**Exercise details**
Wherever the string "rough" shows up in the records below, return that line.

** Information follows **

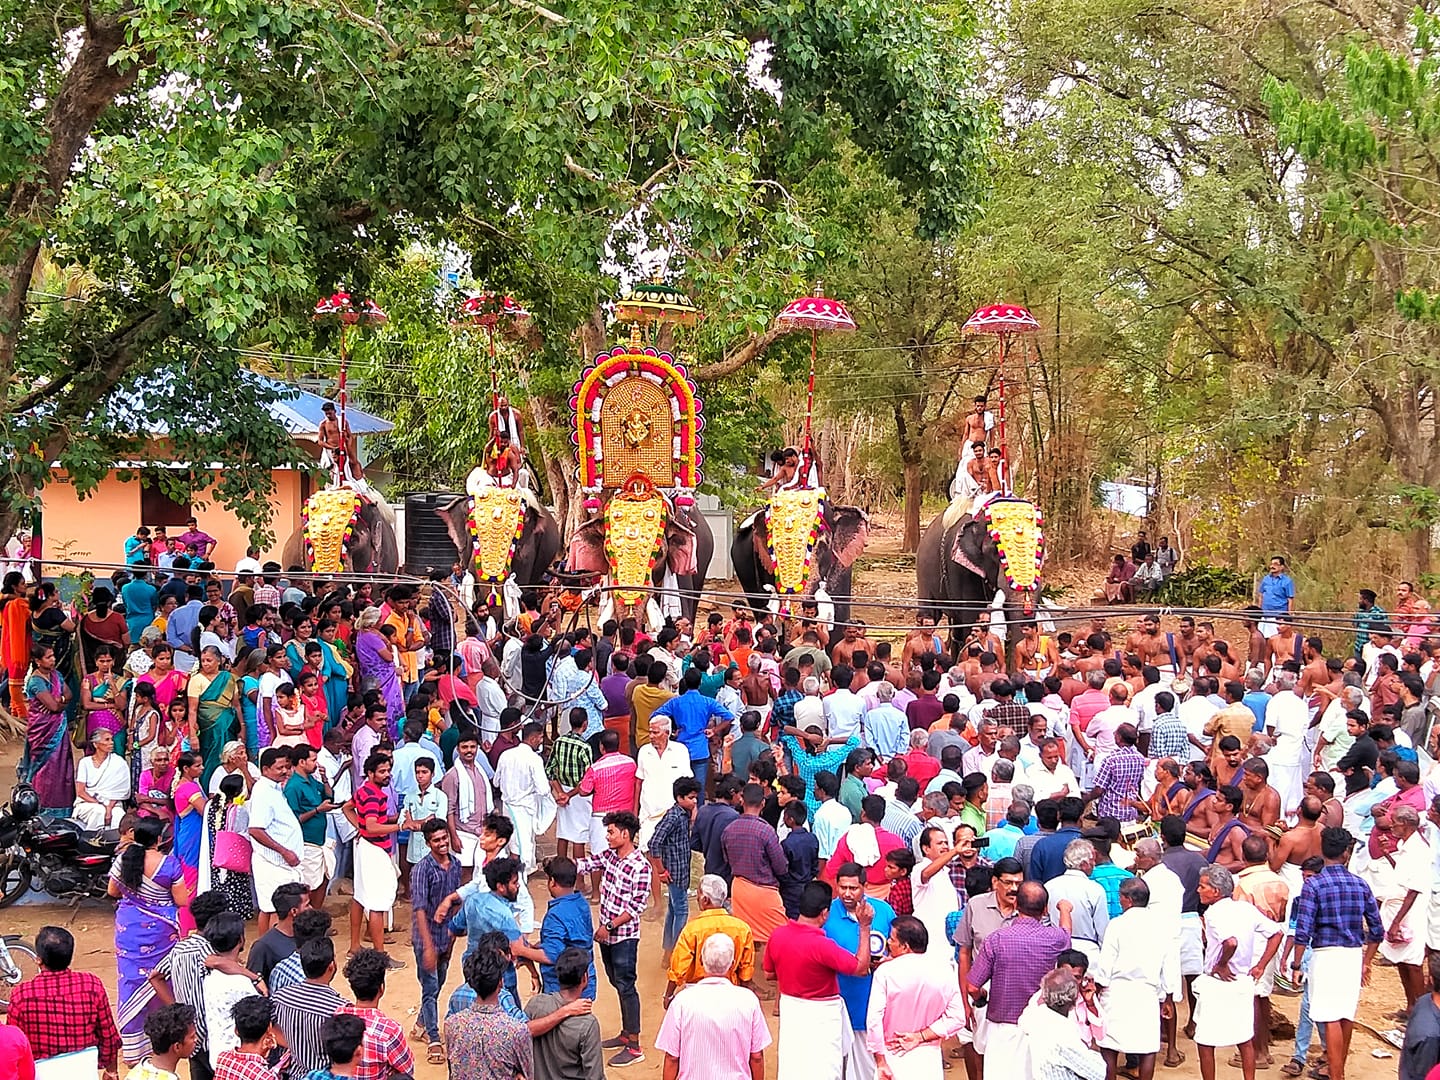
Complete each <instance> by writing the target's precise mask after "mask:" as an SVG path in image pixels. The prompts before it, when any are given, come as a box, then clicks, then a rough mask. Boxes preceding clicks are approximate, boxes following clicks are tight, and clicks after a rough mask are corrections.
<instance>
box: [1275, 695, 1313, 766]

** End of Information **
** Information follows **

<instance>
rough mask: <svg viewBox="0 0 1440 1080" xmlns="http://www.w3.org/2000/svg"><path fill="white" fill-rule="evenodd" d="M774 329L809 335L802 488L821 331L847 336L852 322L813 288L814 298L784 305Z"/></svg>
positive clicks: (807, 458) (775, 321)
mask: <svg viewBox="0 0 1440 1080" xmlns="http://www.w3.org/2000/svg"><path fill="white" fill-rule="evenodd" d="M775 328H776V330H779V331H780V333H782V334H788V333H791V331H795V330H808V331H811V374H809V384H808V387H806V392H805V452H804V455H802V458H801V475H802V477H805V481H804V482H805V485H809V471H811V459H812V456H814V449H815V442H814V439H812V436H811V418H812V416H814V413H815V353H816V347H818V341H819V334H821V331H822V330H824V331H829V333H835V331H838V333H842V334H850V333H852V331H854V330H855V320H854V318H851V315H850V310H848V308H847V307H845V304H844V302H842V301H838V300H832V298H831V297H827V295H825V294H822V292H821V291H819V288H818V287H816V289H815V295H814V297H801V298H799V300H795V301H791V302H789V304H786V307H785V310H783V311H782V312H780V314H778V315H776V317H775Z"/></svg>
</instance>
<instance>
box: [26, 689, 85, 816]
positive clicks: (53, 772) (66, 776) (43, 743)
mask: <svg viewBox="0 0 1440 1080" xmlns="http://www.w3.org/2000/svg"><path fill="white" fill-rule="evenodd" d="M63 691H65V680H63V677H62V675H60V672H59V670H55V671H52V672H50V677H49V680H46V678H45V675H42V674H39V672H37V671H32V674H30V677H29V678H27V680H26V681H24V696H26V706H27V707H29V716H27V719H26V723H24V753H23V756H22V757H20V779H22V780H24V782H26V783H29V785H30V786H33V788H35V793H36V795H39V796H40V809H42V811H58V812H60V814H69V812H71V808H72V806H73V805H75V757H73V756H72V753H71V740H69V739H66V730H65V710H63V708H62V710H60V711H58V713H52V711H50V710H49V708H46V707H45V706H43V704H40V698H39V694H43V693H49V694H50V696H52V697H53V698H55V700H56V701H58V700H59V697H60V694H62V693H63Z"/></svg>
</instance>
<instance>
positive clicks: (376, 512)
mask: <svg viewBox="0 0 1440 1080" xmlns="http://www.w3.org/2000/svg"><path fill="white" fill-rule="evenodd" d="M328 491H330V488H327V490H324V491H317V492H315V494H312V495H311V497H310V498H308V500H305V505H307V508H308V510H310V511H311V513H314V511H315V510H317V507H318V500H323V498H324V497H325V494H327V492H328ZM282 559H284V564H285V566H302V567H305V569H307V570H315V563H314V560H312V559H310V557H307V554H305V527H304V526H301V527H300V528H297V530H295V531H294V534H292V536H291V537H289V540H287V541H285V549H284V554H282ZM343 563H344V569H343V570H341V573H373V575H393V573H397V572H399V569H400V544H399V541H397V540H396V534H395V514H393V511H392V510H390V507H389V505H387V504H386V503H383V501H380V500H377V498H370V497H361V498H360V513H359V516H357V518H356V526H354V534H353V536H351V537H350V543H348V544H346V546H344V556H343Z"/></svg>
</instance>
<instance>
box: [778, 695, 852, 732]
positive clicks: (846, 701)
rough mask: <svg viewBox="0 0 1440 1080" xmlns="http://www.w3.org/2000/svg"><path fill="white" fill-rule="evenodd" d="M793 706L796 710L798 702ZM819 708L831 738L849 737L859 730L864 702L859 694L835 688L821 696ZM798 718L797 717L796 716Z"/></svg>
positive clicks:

** End of Information **

**Reply to the task**
Complete each <instance> by writing the target's precise mask after "mask:" as an SVG path in image pixels. The prompts before it, when any are given, come as a box, then clicks, then a rough mask. Boxes preceding clicks are approximate, boxes following clicks are tight, and clicks after a rough mask are corrections.
rough mask: <svg viewBox="0 0 1440 1080" xmlns="http://www.w3.org/2000/svg"><path fill="white" fill-rule="evenodd" d="M774 329L809 335L802 488L821 331L847 336L852 322L813 288L814 298L784 305Z"/></svg>
rough mask: <svg viewBox="0 0 1440 1080" xmlns="http://www.w3.org/2000/svg"><path fill="white" fill-rule="evenodd" d="M793 706L796 710L798 702ZM819 708L831 738L849 737L859 730L864 702L859 694L835 688L821 696ZM798 718L797 717L796 716Z"/></svg>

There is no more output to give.